DOCUMENT EXTRACT:
-- start --
Application-level monitoring cannot reliably detect these behaviors because the agent controls its own logs.


2. Why eBPF

2.1 Kernel-Level Visibility

eBPF (extended Berkeley Packet Filter) allows attaching programs directly to kernel tracepoints and kprobes. This provides several properties critical for agent monitoring:

Non-evasible: The agent cannot disable, modify, or detect the tracer. eBPF programs run in kernel space. The monitored process has no mechanism to interfere with them.

Zero runtime dependencies: Azazel compiles to a single static Go binary. No agents, no daemons, no libraries to install inside the container.

Negligible overhead: eBPF programs execute in a sandboxed VM with bounded execution time. The performance impact on the traced container is minimal.

Container-aware: Cgroup-based filtering allows tracing a specific container without capturing noise from the host or other containers.

CO-RE (Compile Once, Run Everywhere): Using BTF and vmlinux.h, the compiled eBPF programs work across kernel versions without recompilation.

2.2 What Azazel Captures

alt text

Azazel attaches 19 hook points across four categories:

Category Events Details
Process process_exec, process_exit, process_clone Full process tree: filename, argv, exit codes, clone flags, parent PID
File file_open, file_write, file_read, file_unlink, file_rename Pathnames, flags, byte counts
Network net_connect, net_bind, net_listen, net_accept, net_sendto, net_dns IPv4/IPv6 addresses, ports, DNS detection via kprobe on udp_sendmsg
Security mmap_exec, ptrace, module_load W+X memory mappings, process injection attempts, kernel module loading

Every event includes: timestamp, PID, TGID, PPID, UID, GID, comm, cgroup ID, and container ID. This provides full attribution of every action to a specific process within a specific container.


3. Tracing an OpenClaw Agent

3.1 Setup

Start Azazel targeting the OpenClaw container or use dev-container with Azazel, for more read and 🌟 the project: Azazel Github

# Identify the OpenClaw container
sudo ./bin/azazel list-containers

# Start tracing
sudo ./bin/azazel --container <openclaw_container_id> --output events.json --pretty

Azazel filters events by cgroup, capturing only activity from the specified container. All events are written as NDJSON, one JSON object per line.

3.2 Observed Agent Behavior

During a standard OpenClaw session where the agent was asked to "check system health and install missing dependencies", the following process tree was captured:

{
  "timestamp": "2026-02-10T10:15:03.112Z",
  "event_type": "process_exec",
  "pid": 8421,
  "ppid": 8400,
  "uid": 0,
  "comm": "bash",
  "container_id": "a1b2c3d4e5f6",
  "filename": "/bin/bash",
  "args": "/bin/bash -c apt-get update && apt-get install -y python3-pip"
-- end --
GIVEN DATA:
-- start --
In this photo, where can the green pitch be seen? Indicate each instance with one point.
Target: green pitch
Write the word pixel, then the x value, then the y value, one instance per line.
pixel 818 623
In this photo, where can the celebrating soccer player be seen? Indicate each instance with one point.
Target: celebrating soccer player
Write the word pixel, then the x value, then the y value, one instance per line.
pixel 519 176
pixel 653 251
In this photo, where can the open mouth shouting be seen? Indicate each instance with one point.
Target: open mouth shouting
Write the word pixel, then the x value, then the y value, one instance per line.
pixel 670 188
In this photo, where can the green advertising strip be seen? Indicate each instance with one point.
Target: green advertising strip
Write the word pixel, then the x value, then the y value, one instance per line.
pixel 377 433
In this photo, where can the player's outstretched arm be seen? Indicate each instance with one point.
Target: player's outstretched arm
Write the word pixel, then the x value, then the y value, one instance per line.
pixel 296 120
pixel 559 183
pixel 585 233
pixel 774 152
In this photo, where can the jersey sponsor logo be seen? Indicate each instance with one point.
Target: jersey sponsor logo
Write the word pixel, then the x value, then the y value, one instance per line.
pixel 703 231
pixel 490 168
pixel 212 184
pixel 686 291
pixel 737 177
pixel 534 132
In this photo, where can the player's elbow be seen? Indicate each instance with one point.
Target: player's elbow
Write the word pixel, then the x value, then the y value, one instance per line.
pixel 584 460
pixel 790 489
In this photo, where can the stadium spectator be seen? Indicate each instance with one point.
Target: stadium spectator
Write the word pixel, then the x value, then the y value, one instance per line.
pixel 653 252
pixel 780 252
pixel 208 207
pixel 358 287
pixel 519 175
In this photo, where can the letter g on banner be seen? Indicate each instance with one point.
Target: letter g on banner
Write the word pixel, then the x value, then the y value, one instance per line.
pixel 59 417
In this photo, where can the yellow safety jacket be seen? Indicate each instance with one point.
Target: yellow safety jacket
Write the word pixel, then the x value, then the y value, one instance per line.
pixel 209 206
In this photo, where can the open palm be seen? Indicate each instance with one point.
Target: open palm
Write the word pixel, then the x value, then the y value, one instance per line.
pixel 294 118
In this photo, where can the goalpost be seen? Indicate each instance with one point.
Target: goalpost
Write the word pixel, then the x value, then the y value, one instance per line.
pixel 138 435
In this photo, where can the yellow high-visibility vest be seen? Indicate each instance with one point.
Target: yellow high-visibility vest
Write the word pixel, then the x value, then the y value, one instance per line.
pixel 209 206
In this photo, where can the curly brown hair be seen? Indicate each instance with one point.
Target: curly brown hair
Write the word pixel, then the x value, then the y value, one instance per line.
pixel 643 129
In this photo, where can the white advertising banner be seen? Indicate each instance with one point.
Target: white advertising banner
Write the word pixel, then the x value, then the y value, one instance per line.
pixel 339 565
-- end --
WRITTEN REQUEST A:
Answer these questions about the Azazel write-up:
(i) How many hook points does Azazel attach, and across how many categories?
(ii) In what format are all captured events written?
(iii) What does Azazel compile to?
WRITTEN REQUEST B: Reproduce the entries word for word, starting at the line containing "In this photo, where can the yellow high-visibility" and continuing through the last line of the entries, both ends included.
The Azazel write-up and the entries have nothing to do with each other.

FULL RESPONSE A:
(i) 19 hook points across four categories.
(ii) NDJSON, one JSON object per line.
(iii) A single static Go binary.

FULL RESPONSE B:
In this photo, where can the yellow high-visibility vest be seen? Indicate each instance with one point.
Target: yellow high-visibility vest
Write the word pixel, then the x value, then the y value, one instance per line.
pixel 209 206
In this photo, where can the curly brown hair be seen? Indicate each instance with one point.
Target: curly brown hair
Write the word pixel, then the x value, then the y value, one instance per line.
pixel 643 129
In this photo, where can the white advertising banner be seen? Indicate each instance with one point.
Target: white advertising banner
Write the word pixel, then the x value, then the y value, one instance per line.
pixel 339 565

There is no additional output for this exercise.